• **Goal A**: Copy out, word for word, the part of the commentary on indie books that opens with the words containing "Big Reason #2: Quantity" and closes with "a separate reason.".
• **Goal B**: In the commentary on indie books, what must happen before the indie movement will be taken seriously, according to one person?

• **Extract**:
==========

I think this is likely to remain the big issue for indie books, because although some, even many, are excellently well-written, they'll always be greatly outnumbered by the offerings of people who think their own data-dumps are interesting to other people.

Big Reason #2: Quantity Over Quality
The article seems unclear; this point seems to be an adjunct to "lack of editing," as in "skipping the editing makes it easy for authors to churn out lots of ebooks, none of which are particularly readable." Which it does, but I'm not seeing that as a separate reason.

One person says the indie movement won't be taken seriously until all published books are held to a basic minimum standard of literary quality--punctuation, grammar, somewhat-cohesive plot. It's not gonna happen. The internet isn't going to ever insist that content be well-written, and there's not going to be a nice sharp line between "stuff I threw together at my blog" and "my novel, published in serial form online."

==========

• **Data shown**:
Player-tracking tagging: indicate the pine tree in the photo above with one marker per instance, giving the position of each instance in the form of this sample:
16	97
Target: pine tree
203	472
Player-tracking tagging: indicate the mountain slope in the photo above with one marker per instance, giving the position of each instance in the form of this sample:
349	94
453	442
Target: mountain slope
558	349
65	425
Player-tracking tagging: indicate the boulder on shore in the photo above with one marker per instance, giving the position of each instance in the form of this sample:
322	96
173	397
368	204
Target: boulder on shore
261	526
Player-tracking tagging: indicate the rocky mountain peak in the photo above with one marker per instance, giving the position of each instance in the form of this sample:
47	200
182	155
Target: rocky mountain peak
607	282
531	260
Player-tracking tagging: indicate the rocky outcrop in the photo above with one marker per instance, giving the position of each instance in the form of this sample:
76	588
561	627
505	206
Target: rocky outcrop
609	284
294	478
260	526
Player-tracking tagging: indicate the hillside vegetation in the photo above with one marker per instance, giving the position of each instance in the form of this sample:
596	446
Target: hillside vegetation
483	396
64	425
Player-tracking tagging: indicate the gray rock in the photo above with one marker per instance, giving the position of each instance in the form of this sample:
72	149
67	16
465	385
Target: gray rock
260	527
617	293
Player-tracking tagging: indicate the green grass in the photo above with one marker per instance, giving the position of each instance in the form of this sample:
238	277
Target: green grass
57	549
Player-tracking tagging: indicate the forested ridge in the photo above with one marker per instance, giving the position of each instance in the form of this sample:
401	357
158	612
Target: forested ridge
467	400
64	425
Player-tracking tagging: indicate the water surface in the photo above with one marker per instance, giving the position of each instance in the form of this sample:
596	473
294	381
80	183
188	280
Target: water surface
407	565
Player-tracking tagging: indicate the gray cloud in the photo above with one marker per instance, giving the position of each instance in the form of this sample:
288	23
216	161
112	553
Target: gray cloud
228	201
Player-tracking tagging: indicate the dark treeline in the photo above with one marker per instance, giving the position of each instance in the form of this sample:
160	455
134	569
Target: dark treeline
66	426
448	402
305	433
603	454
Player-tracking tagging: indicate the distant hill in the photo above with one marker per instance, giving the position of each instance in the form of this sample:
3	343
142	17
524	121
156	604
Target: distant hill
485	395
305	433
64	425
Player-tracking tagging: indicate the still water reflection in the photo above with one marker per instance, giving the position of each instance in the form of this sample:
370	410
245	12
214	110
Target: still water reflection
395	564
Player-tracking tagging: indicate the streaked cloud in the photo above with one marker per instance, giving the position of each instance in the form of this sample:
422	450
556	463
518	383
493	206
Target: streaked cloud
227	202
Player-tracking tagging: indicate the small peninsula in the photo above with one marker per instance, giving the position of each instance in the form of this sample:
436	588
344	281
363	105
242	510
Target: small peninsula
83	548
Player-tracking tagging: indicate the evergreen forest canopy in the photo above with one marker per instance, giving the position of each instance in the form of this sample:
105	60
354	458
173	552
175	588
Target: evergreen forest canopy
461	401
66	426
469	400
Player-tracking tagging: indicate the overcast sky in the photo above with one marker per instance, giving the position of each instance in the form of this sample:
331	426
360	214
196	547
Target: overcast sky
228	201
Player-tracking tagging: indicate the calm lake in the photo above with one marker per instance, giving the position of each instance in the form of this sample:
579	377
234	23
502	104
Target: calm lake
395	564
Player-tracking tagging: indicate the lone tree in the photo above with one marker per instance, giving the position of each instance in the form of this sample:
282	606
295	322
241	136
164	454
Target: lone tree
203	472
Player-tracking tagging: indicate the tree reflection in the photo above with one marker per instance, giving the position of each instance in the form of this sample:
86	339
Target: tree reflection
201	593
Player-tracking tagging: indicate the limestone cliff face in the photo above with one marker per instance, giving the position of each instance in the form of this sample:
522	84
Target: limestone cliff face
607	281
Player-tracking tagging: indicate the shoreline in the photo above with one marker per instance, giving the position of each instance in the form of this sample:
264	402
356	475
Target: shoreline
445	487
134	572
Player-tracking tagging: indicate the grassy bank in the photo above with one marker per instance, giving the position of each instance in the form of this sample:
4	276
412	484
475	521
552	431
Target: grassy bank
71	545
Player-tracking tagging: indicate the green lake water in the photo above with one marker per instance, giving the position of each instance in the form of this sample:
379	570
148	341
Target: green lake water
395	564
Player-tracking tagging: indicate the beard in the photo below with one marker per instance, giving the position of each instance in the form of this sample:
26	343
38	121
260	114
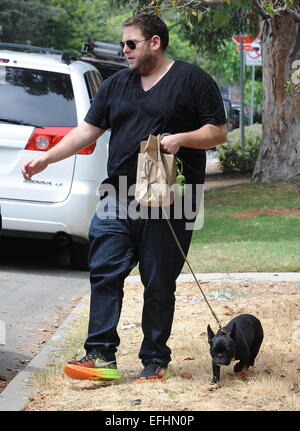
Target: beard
145	64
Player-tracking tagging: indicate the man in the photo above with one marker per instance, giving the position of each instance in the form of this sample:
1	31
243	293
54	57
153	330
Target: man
154	95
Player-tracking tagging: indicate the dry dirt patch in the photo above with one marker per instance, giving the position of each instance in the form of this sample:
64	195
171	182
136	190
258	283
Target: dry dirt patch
274	383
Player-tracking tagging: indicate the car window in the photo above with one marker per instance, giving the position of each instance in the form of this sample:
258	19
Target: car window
93	81
37	96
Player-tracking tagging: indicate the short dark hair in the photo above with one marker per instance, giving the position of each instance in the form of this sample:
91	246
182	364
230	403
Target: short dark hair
150	24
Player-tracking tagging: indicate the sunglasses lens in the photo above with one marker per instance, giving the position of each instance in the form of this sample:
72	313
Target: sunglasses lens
131	44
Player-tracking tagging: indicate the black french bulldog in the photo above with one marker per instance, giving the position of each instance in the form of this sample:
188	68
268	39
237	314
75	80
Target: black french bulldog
239	340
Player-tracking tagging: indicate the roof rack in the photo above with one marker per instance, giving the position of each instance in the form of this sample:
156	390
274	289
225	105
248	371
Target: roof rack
66	57
103	50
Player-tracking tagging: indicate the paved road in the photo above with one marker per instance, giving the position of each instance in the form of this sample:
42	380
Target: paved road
37	291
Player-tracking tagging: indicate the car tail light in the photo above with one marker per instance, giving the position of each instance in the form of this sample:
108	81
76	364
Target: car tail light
46	138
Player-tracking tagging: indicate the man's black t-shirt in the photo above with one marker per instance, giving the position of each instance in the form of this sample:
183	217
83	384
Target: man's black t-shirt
184	99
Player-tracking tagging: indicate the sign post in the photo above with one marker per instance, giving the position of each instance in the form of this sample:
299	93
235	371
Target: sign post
251	45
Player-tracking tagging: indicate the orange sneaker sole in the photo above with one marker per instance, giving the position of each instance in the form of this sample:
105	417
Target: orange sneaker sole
84	373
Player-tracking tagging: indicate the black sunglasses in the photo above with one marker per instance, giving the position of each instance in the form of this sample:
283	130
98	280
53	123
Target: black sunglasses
131	43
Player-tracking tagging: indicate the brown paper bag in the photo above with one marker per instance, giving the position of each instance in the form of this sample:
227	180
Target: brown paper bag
156	174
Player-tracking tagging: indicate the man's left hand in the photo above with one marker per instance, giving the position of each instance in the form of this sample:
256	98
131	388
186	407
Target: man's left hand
170	144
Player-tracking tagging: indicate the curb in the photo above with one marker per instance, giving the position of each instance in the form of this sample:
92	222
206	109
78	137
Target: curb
16	394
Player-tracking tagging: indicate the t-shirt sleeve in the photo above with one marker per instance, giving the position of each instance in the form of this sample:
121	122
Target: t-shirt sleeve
98	114
207	99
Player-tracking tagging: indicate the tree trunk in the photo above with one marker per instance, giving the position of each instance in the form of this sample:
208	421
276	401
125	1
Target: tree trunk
279	155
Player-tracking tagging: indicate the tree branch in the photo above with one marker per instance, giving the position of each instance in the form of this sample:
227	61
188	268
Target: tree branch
260	10
282	10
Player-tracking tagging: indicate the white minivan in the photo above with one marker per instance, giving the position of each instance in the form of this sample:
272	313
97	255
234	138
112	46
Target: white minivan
43	95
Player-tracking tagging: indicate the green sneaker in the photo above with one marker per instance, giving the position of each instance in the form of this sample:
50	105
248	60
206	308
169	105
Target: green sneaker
93	366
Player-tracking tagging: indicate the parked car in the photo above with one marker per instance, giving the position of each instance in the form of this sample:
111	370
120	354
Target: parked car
44	94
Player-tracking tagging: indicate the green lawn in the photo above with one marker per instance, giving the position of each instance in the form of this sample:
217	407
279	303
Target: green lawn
259	243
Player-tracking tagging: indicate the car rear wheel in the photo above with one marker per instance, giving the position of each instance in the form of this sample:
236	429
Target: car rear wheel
79	255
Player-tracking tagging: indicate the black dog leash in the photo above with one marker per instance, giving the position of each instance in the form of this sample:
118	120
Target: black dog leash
186	260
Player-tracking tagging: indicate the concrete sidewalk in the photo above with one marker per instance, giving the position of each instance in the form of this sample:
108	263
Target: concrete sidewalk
17	392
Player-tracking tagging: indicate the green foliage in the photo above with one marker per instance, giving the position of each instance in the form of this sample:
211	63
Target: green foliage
231	157
258	93
30	21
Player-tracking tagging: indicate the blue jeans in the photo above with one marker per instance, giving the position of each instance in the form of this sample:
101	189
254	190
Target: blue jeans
116	246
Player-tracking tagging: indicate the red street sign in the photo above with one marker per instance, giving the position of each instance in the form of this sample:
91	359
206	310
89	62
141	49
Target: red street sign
246	39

==========

• **Full answer A**:
Big Reason #2: Quantity Over Quality
The article seems unclear; this point seems to be an adjunct to "lack of editing," as in "skipping the editing makes it easy for authors to churn out lots of ebooks, none of which are particularly readable." Which it does, but I'm not seeing that as a separate reason.

• **Full answer B**: All published books must be held to a basic minimum standard of literary quality: punctuation, grammar, and a somewhat-cohesive plot.